- _Directions for this task_
Could you reproduce each of the records below line for line, keeping every character unchanged?

- _Exercise inputs_
----

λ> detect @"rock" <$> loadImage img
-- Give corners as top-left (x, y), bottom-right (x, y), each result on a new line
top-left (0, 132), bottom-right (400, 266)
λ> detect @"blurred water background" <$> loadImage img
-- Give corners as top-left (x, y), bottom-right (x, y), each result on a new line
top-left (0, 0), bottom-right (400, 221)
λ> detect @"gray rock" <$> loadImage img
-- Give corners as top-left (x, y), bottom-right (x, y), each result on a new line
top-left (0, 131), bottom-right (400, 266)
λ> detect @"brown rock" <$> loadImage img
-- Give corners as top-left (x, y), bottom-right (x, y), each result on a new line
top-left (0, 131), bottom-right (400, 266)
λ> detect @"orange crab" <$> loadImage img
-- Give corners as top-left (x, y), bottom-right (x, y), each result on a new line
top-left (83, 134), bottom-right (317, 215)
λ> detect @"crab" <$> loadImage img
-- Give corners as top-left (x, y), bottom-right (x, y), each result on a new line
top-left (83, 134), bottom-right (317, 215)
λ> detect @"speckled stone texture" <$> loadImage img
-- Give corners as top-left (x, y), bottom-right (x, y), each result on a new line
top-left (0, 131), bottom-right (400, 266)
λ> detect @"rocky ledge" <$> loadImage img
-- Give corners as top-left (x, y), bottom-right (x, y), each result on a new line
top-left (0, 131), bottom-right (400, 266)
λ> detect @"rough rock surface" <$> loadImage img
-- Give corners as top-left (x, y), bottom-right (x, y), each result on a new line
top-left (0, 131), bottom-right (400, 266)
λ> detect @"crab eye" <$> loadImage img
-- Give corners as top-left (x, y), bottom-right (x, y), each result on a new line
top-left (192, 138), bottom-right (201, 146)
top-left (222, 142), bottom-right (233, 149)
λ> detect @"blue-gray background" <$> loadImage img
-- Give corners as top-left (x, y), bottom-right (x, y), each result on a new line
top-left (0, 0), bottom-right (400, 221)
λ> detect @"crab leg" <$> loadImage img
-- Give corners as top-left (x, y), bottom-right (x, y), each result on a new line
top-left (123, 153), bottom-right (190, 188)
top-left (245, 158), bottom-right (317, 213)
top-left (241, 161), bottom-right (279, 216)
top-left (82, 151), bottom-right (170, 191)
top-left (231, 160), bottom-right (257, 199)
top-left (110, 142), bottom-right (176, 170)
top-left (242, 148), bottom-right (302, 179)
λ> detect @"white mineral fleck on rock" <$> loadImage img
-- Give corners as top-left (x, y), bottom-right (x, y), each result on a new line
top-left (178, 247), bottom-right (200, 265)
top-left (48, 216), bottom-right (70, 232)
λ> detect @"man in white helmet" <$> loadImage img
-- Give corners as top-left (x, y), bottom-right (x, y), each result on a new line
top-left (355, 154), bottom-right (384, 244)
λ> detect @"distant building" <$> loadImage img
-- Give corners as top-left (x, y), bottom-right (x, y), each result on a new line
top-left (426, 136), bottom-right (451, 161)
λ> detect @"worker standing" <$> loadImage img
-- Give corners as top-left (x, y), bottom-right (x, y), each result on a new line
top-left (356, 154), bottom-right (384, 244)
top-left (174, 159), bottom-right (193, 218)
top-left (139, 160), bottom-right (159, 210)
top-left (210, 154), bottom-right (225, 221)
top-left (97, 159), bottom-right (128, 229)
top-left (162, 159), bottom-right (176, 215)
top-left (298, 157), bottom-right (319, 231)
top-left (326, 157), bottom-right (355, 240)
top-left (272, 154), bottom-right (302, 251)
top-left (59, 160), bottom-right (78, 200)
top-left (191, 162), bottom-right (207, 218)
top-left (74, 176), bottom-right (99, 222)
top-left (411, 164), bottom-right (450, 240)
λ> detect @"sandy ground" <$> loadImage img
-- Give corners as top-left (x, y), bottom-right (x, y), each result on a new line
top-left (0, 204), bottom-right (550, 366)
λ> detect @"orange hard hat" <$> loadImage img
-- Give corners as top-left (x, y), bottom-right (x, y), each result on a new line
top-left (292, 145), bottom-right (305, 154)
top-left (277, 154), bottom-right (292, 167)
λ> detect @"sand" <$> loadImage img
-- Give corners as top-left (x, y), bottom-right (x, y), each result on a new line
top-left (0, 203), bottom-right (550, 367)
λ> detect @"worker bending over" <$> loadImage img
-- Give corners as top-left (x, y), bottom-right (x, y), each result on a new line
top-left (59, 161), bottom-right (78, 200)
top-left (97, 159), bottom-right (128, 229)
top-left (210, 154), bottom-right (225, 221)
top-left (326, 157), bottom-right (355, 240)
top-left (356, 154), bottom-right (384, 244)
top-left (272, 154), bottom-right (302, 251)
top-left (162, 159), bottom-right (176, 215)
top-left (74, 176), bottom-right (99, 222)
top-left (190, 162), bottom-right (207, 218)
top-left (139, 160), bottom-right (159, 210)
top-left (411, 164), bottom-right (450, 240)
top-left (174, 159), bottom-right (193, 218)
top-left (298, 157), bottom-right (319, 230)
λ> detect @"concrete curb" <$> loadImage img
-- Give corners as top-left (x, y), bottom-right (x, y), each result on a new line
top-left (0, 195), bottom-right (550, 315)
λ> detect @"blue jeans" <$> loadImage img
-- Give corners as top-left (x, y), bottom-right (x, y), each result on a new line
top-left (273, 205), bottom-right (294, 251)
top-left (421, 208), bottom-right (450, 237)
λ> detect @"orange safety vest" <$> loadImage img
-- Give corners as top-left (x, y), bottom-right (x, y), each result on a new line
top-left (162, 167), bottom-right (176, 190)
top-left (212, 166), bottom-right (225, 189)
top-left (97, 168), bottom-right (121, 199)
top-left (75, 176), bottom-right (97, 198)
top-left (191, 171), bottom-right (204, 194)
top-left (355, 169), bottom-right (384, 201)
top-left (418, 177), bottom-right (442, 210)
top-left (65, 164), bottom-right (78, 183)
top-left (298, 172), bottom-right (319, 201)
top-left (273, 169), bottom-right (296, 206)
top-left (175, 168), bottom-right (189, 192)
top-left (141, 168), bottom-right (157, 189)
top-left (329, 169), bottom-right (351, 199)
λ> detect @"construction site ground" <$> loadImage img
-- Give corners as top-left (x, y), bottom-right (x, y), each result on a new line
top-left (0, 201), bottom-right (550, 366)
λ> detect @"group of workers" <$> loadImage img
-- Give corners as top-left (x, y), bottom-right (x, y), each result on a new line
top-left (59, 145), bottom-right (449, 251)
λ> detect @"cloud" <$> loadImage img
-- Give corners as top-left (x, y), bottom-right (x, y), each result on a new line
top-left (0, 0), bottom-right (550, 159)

----

- _Exercise response_
λ> detect @"rock" <$> loadImage img
-- Give corners as top-left (x, y), bottom-right (x, y), each result on a new line
top-left (0, 132), bottom-right (400, 266)
λ> detect @"blurred water background" <$> loadImage img
-- Give corners as top-left (x, y), bottom-right (x, y), each result on a new line
top-left (0, 0), bottom-right (400, 221)
λ> detect @"gray rock" <$> loadImage img
-- Give corners as top-left (x, y), bottom-right (x, y), each result on a new line
top-left (0, 131), bottom-right (400, 266)
λ> detect @"brown rock" <$> loadImage img
-- Give corners as top-left (x, y), bottom-right (x, y), each result on a new line
top-left (0, 131), bottom-right (400, 266)
λ> detect @"orange crab" <$> loadImage img
-- Give corners as top-left (x, y), bottom-right (x, y), each result on a new line
top-left (83, 134), bottom-right (317, 215)
λ> detect @"crab" <$> loadImage img
-- Give corners as top-left (x, y), bottom-right (x, y), each result on a new line
top-left (83, 134), bottom-right (317, 215)
λ> detect @"speckled stone texture" <$> loadImage img
-- Give corners as top-left (x, y), bottom-right (x, y), each result on a new line
top-left (0, 131), bottom-right (400, 266)
λ> detect @"rocky ledge" <$> loadImage img
-- Give corners as top-left (x, y), bottom-right (x, y), each result on a new line
top-left (0, 131), bottom-right (400, 266)
λ> detect @"rough rock surface" <$> loadImage img
-- Give corners as top-left (x, y), bottom-right (x, y), each result on a new line
top-left (0, 131), bottom-right (400, 266)
λ> detect @"crab eye" <$> loadImage img
-- Give corners as top-left (x, y), bottom-right (x, y), each result on a new line
top-left (192, 138), bottom-right (201, 146)
top-left (222, 142), bottom-right (233, 149)
λ> detect @"blue-gray background" <$> loadImage img
-- Give corners as top-left (x, y), bottom-right (x, y), each result on a new line
top-left (0, 0), bottom-right (400, 221)
λ> detect @"crab leg" <$> loadImage img
-- Give corners as top-left (x, y), bottom-right (x, y), each result on a new line
top-left (123, 153), bottom-right (190, 188)
top-left (245, 158), bottom-right (317, 213)
top-left (241, 161), bottom-right (279, 216)
top-left (82, 151), bottom-right (170, 191)
top-left (231, 160), bottom-right (257, 199)
top-left (110, 142), bottom-right (176, 170)
top-left (242, 148), bottom-right (302, 179)
λ> detect @"white mineral fleck on rock" <$> loadImage img
-- Give corners as top-left (x, y), bottom-right (x, y), each result on a new line
top-left (178, 247), bottom-right (200, 265)
top-left (48, 216), bottom-right (70, 232)
λ> detect @"man in white helmet" <$> loadImage img
-- Give corners as top-left (x, y), bottom-right (x, y), each result on a new line
top-left (355, 154), bottom-right (384, 244)
λ> detect @"distant building" <$> loadImage img
-- Give corners as top-left (x, y), bottom-right (x, y), each result on a new line
top-left (426, 136), bottom-right (451, 161)
λ> detect @"worker standing" <$> loadImage img
-- Give corners as top-left (x, y), bottom-right (x, y), each result on a new line
top-left (356, 154), bottom-right (384, 244)
top-left (174, 159), bottom-right (193, 218)
top-left (139, 160), bottom-right (159, 210)
top-left (210, 154), bottom-right (225, 221)
top-left (97, 159), bottom-right (128, 229)
top-left (162, 159), bottom-right (176, 215)
top-left (298, 157), bottom-right (319, 231)
top-left (326, 157), bottom-right (355, 240)
top-left (272, 154), bottom-right (302, 251)
top-left (59, 160), bottom-right (78, 200)
top-left (191, 162), bottom-right (207, 218)
top-left (74, 176), bottom-right (99, 222)
top-left (411, 164), bottom-right (450, 240)
λ> detect @"sandy ground" <$> loadImage img
-- Give corners as top-left (x, y), bottom-right (x, y), each result on a new line
top-left (0, 204), bottom-right (550, 366)
λ> detect @"orange hard hat" <$> loadImage img
-- Give corners as top-left (x, y), bottom-right (x, y), each result on a new line
top-left (292, 145), bottom-right (305, 154)
top-left (277, 154), bottom-right (292, 167)
λ> detect @"sand" <$> loadImage img
-- Give corners as top-left (x, y), bottom-right (x, y), each result on a new line
top-left (0, 203), bottom-right (550, 367)
λ> detect @"worker bending over" <$> loadImage img
-- Give corners as top-left (x, y), bottom-right (x, y), each result on a new line
top-left (59, 161), bottom-right (78, 200)
top-left (97, 159), bottom-right (128, 229)
top-left (210, 154), bottom-right (225, 221)
top-left (326, 157), bottom-right (355, 240)
top-left (356, 154), bottom-right (384, 244)
top-left (272, 154), bottom-right (302, 251)
top-left (162, 159), bottom-right (176, 215)
top-left (74, 176), bottom-right (99, 222)
top-left (190, 162), bottom-right (207, 218)
top-left (139, 160), bottom-right (159, 210)
top-left (411, 164), bottom-right (450, 240)
top-left (174, 159), bottom-right (193, 218)
top-left (298, 157), bottom-right (319, 230)
λ> detect @"concrete curb" <$> loadImage img
-- Give corners as top-left (x, y), bottom-right (x, y), each result on a new line
top-left (0, 195), bottom-right (550, 315)
λ> detect @"blue jeans" <$> loadImage img
-- Give corners as top-left (x, y), bottom-right (x, y), each result on a new line
top-left (273, 205), bottom-right (294, 251)
top-left (421, 208), bottom-right (450, 237)
λ> detect @"orange safety vest" <$> loadImage img
-- Give corners as top-left (x, y), bottom-right (x, y), each result on a new line
top-left (162, 167), bottom-right (176, 190)
top-left (212, 166), bottom-right (225, 189)
top-left (97, 168), bottom-right (121, 199)
top-left (75, 176), bottom-right (97, 198)
top-left (191, 171), bottom-right (204, 194)
top-left (355, 169), bottom-right (384, 201)
top-left (418, 177), bottom-right (442, 210)
top-left (65, 164), bottom-right (78, 183)
top-left (298, 172), bottom-right (319, 201)
top-left (273, 169), bottom-right (296, 206)
top-left (175, 168), bottom-right (189, 192)
top-left (141, 168), bottom-right (157, 189)
top-left (329, 169), bottom-right (351, 199)
λ> detect @"construction site ground" <$> loadImage img
-- Give corners as top-left (x, y), bottom-right (x, y), each result on a new line
top-left (0, 201), bottom-right (550, 366)
λ> detect @"group of workers" <$> loadImage img
-- Give corners as top-left (x, y), bottom-right (x, y), each result on a new line
top-left (59, 145), bottom-right (449, 251)
λ> detect @"cloud" <$> loadImage img
-- Give corners as top-left (x, y), bottom-right (x, y), each result on a new line
top-left (0, 0), bottom-right (550, 159)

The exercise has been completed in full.